→ **Short exercise**: Copy the stretch of the Moodle indicators block post from "Whatever we do" through "be too hard.", word for word.

[START Document section]

Requirements for an “indicators” Moodle block

The Indicators project team are off to Moodlemoot AU 2010. All three are giving presentations, but only two (i.e. not me) are on the indicators project. In thinking about how we might make the most of this opportunity, we’ve floated the idea of announcing an “indicators” Moodle block at the conference. This post is an attempt to make concrete our thinking and take some steps towards making it happen, hopefully even generate some interest and external comments.

What is an “indicators” Moodle block?

At least for me, at the moment, an “indicators” Moodle block is a simple extension to Moodle that just about anyone can install into their Moodle install and start getting some insights into whether or not what they (teaching staff, students or administrators) are doing is good, bad or indifferent.

Such a block would probably fulfill some/all of the following:

  • Can be embedded into a normal Moodle view.
    As a teaching staff member, or a student, the block would be part of my normal Moodle interface. It’s not located somewhere special that I have to remember to visit, it’s always there.
  • Is very visual.
    It sends a strong, very clear message. I don’t have to apply special knowledge or spend a lot of time trying to understand what it is telling me. If I’m doing something wrong, it should be red or something similar.

    This does NOT mean that is obtrusive. As a part of a normal Moodle view it can take my attention away from other stuff.

  • Enables comparisons.
    It doesn’t tell me how many times I’ve posted to the discussion forum, it tells me how much less (or more) I’ve posted than the best students, or all the students, or the worst students. In a friendly way it helps me understand how my use of the LMS compares to that of others.
  • Only uses what data is already in Moodle.
    The aim is for anyone with a Moodle install to be able to add this block and use if straight away. No need to modify/connect with external data sources (at least not yet).
  • Serves as a stepping stone to more functionality.
    The first block is our foray into providing such a service. Over time we might add more functionality. The block has to be a good open source project, something others can add to.

    Also, the block has to allow the use to provide more than just visualise the data. It should help them to plan actions they might take, to talk to others about this, to track history etc.

Other tasks

Apart from thinking about what it actually is, we also need to think about what we need to do to start implementation. Here’s my first list.

  • Identify some visualisation software.
    Most of these will be graphs or perhaps networks. We need to find a way to generate these graphs/network diagrams from PHP and in a way we can include in a Moodle block.
  • Figure out the Moodle database structure.
    Whatever we do we’ll be pulling data from Moodle. So need to find out the format for the bit we’re interested in.
  • Data caching?
    Most of these examples are likely to require getting a large bunch of data and doing some calculations before generate the visualisation. The block can’t be a performance hog, so we’re going to have to figure out some way to minimise performance impact. Caching?
  • Moodle block programming.
    Have done a little, there’s a bit of doco out there. So shouldn’t be too hard.
  • Managing the code.
    We haven’t done any joint development yet. Doing something like this would require us to figure out how we manage the development process.
  • Who does what?

7 thoughts on “Requirements for an “indicators” Moodle block

  1. ‘Indicators’ sounds like a really great idea. In terms of visualization tools I’d suggest taking a look at Visifire : http://visifire.com/ which looks like it’s a very powerful javascript based charting package which will work with php.

[END Document section]
[START Extracted information]

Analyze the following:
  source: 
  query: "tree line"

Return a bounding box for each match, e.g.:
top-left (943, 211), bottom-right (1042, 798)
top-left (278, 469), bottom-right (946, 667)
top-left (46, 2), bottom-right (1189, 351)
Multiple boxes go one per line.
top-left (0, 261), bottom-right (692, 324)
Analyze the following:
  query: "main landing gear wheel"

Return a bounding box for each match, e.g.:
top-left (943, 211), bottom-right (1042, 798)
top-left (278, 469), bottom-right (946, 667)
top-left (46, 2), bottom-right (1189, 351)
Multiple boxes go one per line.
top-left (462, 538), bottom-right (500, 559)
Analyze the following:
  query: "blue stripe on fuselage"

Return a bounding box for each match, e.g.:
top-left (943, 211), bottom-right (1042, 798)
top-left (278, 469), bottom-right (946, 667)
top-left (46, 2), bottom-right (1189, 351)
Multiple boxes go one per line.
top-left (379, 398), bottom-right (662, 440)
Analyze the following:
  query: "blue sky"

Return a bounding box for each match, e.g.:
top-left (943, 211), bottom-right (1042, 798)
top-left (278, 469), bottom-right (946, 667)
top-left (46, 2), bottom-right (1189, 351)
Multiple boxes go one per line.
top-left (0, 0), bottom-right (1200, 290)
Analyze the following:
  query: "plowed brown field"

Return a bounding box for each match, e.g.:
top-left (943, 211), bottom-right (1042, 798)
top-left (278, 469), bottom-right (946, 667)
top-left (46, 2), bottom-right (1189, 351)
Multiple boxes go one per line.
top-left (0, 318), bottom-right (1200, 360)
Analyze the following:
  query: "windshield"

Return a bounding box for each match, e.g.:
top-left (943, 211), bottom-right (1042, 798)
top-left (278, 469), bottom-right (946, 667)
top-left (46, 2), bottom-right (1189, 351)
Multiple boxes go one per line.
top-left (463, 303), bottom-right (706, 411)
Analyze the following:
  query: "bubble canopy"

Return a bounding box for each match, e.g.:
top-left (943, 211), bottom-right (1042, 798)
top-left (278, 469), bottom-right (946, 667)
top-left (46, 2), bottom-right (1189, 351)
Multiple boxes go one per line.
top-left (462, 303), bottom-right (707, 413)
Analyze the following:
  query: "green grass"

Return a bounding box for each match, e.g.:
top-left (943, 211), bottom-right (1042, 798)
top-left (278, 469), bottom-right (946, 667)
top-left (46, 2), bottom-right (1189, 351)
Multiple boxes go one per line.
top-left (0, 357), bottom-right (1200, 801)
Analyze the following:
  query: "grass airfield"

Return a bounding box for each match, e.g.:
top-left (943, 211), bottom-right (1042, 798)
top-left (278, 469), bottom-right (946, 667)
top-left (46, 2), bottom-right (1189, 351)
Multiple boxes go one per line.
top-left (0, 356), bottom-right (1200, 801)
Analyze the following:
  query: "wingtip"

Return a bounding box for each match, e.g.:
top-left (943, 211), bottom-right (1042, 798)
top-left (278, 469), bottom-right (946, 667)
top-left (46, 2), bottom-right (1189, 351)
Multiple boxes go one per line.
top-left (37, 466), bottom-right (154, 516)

[END Extracted information]

→ **Exercise solution**:
Whatever we do we’ll be pulling data from Moodle. So need to find out the format for the bit we’re interested in.
  • Data caching?
    Most of these examples are likely to require getting a large bunch of data and doing some calculations before generate the visualisation. The block can’t be a performance hog, so we’re going to have to figure out some way to minimise performance impact. Caching?
  • Moodle block programming.
    Have done a little, there’s a bit of doco out there. So shouldn’t be too hard.